**TASK**
Render the stretch of the data below from the line containing "of the person" through the end of the data as a Markdown table with the columns Row and Text, numbering each line under Row and skipping blank lines.

>> START

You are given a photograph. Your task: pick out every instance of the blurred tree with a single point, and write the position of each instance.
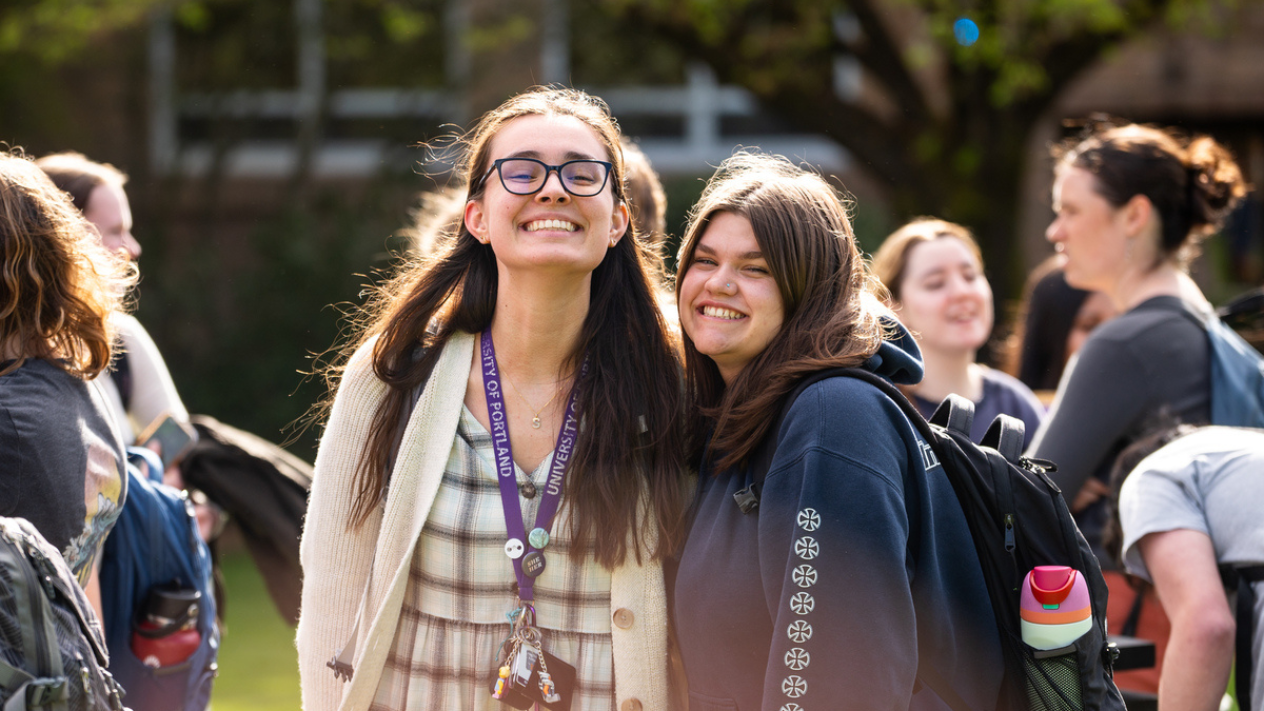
(935, 99)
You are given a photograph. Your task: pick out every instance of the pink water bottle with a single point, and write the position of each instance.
(1054, 607)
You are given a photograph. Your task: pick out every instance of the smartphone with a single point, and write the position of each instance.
(175, 437)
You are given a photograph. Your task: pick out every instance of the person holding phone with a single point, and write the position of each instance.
(499, 478)
(63, 464)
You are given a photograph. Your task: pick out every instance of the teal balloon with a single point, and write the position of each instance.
(966, 32)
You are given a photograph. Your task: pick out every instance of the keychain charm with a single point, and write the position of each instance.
(502, 683)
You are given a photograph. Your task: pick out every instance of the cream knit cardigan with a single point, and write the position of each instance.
(338, 561)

>> END

**RESULT OF THE TASK**
| Row | Text |
|---|---|
| 1 | You are given a photograph. Your task: pick out every instance of the person holding phone with a single point, and write the position of each instance. |
| 2 | (499, 478) |
| 3 | (63, 464) |
| 4 | You are given a photograph. Your task: pick out every instance of the teal balloon with a single point, and write the position of each instance. |
| 5 | (966, 32) |
| 6 | You are given a photograph. Your task: pick out every instance of the keychain charm with a single point, and write the position of each instance. |
| 7 | (502, 683) |
| 8 | You are given a photograph. Your task: pick out every instance of the cream knit cardigan with a single point, and write the position of each instance. |
| 9 | (338, 561) |